Start at the line containing "Would you mind annotating the window pane" and transcribe every line exactly through the end of the records below, and only those lines.

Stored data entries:
****************

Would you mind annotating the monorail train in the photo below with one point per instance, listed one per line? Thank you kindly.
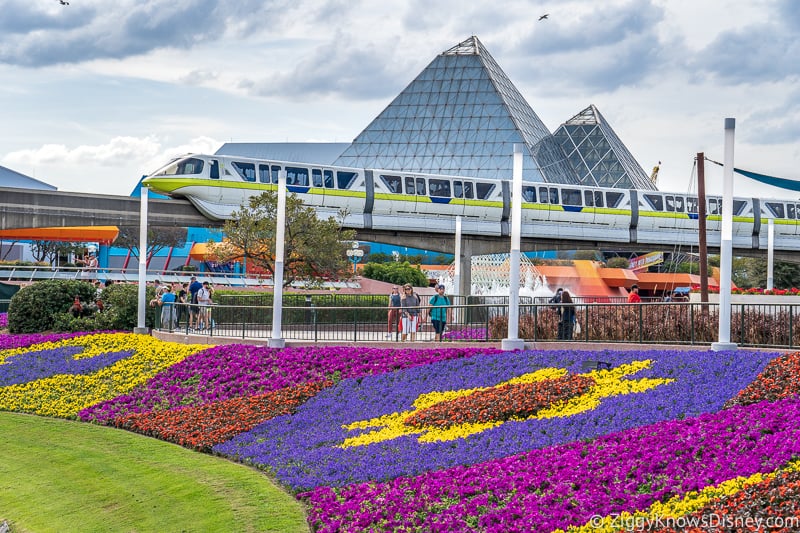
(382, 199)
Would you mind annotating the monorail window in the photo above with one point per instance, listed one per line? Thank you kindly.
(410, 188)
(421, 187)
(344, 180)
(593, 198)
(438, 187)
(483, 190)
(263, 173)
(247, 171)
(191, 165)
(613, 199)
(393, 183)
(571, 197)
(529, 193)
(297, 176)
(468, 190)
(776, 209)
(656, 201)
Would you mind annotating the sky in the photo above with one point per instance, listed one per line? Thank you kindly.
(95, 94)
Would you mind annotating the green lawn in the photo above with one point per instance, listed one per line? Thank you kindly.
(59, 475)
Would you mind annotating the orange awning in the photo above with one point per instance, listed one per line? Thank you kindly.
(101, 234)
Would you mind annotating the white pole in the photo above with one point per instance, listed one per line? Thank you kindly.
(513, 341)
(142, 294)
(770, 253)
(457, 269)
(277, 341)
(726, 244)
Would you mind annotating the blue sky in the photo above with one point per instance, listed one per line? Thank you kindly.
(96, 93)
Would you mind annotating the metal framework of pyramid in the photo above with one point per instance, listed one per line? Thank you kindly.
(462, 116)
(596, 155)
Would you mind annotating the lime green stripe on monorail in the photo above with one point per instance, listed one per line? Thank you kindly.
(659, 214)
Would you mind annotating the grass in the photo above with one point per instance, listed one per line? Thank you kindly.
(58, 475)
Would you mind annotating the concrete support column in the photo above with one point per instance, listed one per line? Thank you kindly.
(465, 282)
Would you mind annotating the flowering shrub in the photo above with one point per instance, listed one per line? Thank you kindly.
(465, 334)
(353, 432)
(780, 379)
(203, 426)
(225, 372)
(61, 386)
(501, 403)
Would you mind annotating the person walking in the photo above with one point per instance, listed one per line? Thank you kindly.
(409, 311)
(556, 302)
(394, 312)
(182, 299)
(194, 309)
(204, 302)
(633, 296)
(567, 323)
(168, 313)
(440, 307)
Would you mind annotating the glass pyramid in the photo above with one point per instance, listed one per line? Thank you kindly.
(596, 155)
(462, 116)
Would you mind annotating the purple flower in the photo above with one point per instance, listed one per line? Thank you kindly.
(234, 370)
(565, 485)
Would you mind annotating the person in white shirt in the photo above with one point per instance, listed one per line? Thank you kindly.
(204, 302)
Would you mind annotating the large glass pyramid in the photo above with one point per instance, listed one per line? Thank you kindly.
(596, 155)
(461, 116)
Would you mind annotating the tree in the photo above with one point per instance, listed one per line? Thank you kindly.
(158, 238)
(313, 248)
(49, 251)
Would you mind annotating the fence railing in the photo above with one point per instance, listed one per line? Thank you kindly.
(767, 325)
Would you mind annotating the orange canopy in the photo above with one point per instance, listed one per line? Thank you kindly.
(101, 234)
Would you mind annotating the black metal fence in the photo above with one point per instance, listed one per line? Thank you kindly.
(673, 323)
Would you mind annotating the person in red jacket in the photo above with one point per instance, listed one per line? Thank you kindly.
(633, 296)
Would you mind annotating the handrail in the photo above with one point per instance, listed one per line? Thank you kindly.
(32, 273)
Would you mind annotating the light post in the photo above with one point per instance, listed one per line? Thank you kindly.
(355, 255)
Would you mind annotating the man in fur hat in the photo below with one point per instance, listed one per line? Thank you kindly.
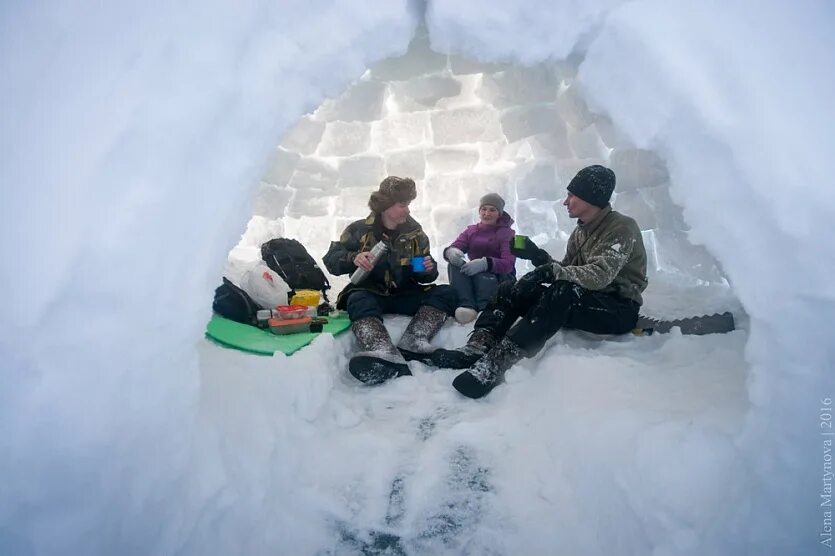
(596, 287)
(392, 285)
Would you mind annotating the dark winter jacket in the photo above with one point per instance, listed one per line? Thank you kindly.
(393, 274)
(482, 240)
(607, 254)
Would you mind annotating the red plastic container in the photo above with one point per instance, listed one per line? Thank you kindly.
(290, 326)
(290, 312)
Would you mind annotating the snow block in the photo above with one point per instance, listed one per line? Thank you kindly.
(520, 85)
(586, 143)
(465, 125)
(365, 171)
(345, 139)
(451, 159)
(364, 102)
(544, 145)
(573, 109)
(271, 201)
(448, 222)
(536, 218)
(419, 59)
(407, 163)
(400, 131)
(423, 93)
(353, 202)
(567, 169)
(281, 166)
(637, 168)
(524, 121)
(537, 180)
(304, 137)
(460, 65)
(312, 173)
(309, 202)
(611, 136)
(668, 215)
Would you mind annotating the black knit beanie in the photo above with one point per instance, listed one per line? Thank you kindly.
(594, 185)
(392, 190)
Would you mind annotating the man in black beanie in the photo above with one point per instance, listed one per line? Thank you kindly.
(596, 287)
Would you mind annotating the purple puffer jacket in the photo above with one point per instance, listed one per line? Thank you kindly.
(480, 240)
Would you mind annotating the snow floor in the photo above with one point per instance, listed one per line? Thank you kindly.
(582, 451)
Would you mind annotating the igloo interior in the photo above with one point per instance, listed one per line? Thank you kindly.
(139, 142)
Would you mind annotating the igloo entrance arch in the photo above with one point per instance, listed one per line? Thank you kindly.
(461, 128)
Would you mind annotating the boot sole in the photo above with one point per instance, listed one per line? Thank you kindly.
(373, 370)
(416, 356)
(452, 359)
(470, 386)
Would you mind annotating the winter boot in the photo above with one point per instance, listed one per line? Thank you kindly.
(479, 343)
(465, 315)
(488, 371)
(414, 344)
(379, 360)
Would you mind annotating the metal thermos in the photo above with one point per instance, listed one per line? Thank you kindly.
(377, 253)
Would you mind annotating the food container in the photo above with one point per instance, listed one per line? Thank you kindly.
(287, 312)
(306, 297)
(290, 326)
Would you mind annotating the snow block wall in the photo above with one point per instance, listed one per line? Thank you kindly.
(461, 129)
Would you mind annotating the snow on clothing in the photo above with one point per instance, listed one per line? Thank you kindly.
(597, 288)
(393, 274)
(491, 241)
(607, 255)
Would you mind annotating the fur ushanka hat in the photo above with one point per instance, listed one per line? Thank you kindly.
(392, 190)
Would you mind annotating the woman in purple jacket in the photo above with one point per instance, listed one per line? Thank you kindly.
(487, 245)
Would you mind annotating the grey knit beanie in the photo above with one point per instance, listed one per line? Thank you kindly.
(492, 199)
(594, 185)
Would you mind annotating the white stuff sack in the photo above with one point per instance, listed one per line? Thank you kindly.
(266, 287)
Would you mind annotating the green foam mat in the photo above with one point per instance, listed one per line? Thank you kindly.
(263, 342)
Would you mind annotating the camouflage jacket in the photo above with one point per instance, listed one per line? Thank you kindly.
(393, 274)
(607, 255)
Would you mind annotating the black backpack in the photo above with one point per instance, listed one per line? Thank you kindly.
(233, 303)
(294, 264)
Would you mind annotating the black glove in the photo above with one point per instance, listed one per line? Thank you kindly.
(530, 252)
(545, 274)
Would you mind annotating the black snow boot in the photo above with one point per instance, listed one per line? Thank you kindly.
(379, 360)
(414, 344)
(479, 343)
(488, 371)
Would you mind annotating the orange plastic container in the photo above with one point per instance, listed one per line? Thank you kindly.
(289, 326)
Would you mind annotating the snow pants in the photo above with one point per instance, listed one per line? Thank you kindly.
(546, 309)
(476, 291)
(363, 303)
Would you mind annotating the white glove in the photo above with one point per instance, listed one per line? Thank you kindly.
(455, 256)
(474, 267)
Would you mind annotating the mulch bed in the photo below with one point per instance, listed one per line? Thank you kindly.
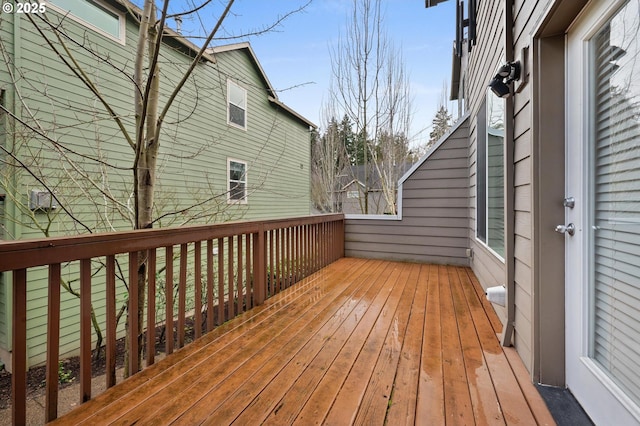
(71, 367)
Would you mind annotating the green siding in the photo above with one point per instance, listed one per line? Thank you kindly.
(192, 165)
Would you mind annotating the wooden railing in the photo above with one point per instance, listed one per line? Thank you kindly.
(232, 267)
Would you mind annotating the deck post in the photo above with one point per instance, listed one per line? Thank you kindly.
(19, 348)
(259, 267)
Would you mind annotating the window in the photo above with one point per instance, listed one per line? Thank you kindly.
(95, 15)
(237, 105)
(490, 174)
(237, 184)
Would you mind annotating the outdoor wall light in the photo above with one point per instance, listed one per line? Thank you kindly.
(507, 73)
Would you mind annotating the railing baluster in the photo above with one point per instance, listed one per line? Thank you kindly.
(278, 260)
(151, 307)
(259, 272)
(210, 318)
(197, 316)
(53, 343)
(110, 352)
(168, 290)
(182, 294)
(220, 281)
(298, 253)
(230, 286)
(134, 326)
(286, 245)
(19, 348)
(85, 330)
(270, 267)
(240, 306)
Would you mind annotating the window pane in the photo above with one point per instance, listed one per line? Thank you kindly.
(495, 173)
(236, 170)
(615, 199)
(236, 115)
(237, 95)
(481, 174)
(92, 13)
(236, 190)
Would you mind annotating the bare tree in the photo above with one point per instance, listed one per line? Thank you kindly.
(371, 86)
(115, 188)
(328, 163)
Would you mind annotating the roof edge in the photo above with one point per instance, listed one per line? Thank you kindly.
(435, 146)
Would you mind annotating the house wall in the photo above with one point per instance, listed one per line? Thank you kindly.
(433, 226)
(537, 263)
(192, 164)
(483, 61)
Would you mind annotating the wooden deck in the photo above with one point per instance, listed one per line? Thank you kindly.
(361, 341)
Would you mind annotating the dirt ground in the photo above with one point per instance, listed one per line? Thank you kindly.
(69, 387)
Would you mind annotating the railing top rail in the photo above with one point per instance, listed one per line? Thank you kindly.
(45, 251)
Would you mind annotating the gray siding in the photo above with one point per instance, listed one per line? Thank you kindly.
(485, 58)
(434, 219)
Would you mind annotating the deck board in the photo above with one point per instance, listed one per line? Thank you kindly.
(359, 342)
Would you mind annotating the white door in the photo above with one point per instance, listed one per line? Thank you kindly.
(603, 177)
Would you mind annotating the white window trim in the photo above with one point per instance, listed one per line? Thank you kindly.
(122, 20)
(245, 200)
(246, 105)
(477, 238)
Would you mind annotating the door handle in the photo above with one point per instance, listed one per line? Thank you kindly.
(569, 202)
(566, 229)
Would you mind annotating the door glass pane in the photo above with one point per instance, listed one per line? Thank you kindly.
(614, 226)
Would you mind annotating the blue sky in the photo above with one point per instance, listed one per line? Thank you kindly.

****************

• [Task answer]
Would you mind annotating the window pane in the photo above with one point per instance, listed one per line? Thank you kindly.
(495, 173)
(236, 170)
(615, 199)
(236, 115)
(237, 95)
(481, 174)
(92, 13)
(236, 190)
Would you mind annotating the bare tree in the photo above with one point per instance, listed one per line? Thank you kindly.
(371, 86)
(115, 188)
(328, 163)
Would you mind annotating the roof edge in the photo above with one point per instance, listed one per line? Thank you kindly.
(435, 146)
Would you mind annotating the house wall in the photo above with one point per instance, listed one per line? Thank you kindly.
(433, 226)
(537, 263)
(192, 164)
(483, 61)
Would you mind annotating the wooden deck in the photo above with one point per instance, listed one per line? Thank you kindly.
(361, 341)
Would you mind annotating the dirt ground in the photo above with one point per instance, listed one per line? Thank you kindly.
(69, 387)
Would you mind annotating the railing top rail in the photo above with one point per instance, listed one per line? Thank you kindly.
(45, 251)
Would you mind annotating the gray siding in the photo above with one point per instance, listed one per line? Thank you kindly.
(485, 58)
(434, 219)
Would you mind annotating the deck board in the photo above with one point per instance, listed one per line? Thank you kindly.
(359, 342)
Would you mind annotating the white door in the photo above with one point per instance, listed one per line? Thank you kindly.
(603, 177)
Would you mind annotating the white window trim in the photo above with one point per instance, listed one per line? Thank you kindly.
(122, 20)
(245, 200)
(246, 105)
(477, 238)
Would you mind annotating the door handle in the photo above with one point per instance, listed one per line? Thank you kindly.
(569, 202)
(566, 229)
Would you mind annotating the door glass pane in the photo above with one point per instance, listed one per line? Thank you kindly.
(614, 226)
Would you mind annotating the blue sky in the photo above with one point per instance, listed one per line? Thank you kindly.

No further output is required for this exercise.